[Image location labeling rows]
━━━━━━
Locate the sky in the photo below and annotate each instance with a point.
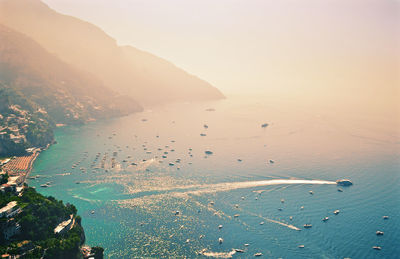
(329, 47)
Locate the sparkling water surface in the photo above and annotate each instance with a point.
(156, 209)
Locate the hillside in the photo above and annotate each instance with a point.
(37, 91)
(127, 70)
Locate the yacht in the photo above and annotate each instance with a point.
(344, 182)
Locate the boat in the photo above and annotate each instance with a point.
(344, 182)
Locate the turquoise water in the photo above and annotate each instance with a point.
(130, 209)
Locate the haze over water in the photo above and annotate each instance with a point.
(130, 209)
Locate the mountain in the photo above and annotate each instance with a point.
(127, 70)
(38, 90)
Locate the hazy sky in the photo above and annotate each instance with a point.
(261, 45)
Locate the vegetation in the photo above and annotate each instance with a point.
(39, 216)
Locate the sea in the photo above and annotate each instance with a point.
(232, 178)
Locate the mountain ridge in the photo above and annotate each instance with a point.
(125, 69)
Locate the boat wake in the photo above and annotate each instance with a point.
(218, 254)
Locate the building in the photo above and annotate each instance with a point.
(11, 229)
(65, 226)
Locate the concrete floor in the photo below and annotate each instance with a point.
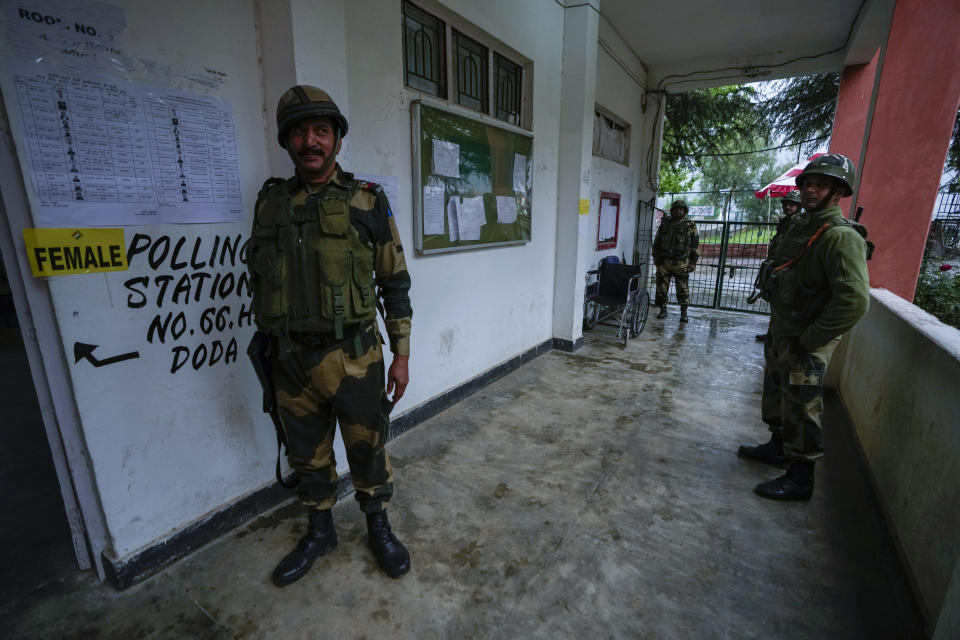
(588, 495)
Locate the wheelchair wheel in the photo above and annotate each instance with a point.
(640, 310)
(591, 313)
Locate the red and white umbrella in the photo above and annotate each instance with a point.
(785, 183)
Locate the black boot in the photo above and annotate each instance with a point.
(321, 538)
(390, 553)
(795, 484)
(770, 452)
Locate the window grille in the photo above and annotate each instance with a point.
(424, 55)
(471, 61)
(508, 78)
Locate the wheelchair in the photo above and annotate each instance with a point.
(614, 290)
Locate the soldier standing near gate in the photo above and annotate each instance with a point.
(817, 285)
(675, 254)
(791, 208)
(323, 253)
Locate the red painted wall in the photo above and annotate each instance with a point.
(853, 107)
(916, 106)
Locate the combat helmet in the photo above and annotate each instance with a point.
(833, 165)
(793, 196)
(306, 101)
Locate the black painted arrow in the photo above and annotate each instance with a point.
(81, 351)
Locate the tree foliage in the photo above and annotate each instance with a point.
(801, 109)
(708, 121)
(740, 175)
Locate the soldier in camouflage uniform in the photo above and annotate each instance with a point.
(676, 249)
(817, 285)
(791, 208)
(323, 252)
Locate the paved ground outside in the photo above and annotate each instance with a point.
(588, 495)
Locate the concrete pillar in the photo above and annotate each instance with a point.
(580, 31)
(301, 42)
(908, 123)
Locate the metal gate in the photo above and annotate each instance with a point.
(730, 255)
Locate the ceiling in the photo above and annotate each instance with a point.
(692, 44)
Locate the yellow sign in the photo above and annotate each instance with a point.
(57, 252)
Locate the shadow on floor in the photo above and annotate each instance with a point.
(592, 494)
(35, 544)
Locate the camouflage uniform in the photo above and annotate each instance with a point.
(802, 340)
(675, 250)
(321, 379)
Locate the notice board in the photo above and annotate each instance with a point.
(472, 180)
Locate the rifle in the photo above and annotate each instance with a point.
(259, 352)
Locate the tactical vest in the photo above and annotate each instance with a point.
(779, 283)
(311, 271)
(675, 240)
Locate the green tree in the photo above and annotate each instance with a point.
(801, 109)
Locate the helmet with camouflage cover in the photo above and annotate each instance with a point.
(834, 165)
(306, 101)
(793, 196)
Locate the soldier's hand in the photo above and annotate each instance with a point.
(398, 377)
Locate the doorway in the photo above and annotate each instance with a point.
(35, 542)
━━━━━━
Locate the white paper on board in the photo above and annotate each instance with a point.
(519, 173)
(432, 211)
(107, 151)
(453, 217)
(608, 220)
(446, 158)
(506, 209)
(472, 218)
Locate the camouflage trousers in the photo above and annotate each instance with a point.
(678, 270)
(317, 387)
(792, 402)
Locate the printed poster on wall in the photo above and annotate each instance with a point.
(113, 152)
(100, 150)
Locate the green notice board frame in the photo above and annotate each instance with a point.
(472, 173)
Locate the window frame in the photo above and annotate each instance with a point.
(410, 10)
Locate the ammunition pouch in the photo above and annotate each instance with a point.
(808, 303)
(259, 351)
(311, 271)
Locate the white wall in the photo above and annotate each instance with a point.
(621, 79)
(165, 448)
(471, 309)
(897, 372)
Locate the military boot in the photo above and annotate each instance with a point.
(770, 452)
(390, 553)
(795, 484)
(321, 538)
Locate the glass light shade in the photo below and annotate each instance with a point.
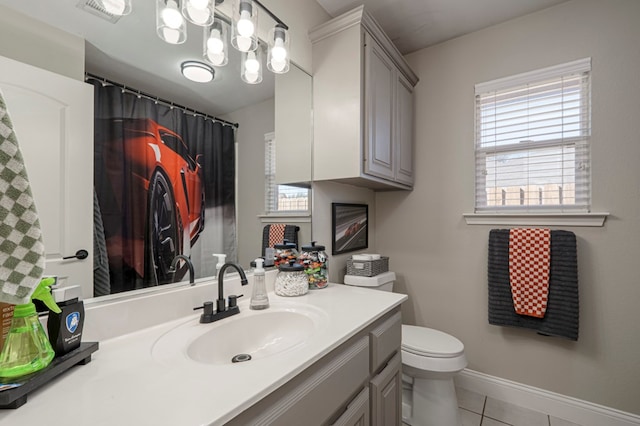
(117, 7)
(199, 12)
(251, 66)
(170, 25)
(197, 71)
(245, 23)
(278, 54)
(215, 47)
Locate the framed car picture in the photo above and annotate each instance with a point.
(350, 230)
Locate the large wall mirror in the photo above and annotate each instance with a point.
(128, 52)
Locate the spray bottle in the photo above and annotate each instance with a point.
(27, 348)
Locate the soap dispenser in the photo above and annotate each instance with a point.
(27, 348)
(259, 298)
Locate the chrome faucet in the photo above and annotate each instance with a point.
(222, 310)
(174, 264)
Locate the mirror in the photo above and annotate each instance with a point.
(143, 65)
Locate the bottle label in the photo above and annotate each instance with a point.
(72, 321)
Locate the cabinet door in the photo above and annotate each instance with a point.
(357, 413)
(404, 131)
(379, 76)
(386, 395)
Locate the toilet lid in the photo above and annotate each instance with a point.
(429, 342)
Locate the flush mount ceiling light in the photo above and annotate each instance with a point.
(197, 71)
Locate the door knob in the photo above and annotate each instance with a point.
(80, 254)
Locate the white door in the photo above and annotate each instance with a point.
━━━━━━
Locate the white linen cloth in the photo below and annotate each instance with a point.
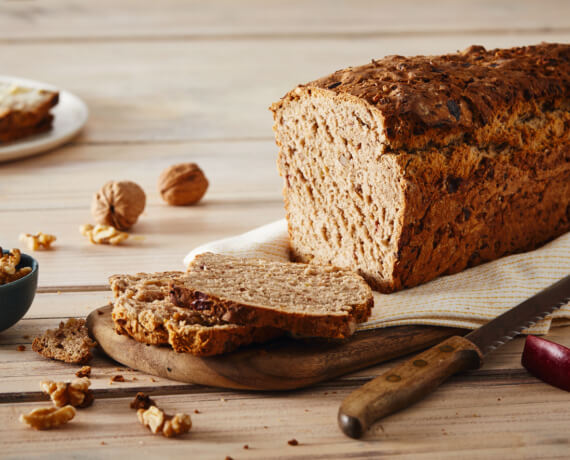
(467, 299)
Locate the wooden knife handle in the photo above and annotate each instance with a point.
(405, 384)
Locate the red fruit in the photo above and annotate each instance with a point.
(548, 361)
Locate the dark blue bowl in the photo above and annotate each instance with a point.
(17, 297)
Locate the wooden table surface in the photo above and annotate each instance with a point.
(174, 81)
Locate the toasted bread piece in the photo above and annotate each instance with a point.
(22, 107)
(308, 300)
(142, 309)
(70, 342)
━━━━━━
_Written instruction_. Gather every line of the rows above that contains the string "notice", treating case as significant.

_Final result_.
Locate the notice board in the photo above and annotate each instance with a point.
Locate the green notice board frame in the photo above and annotate each instance with a point.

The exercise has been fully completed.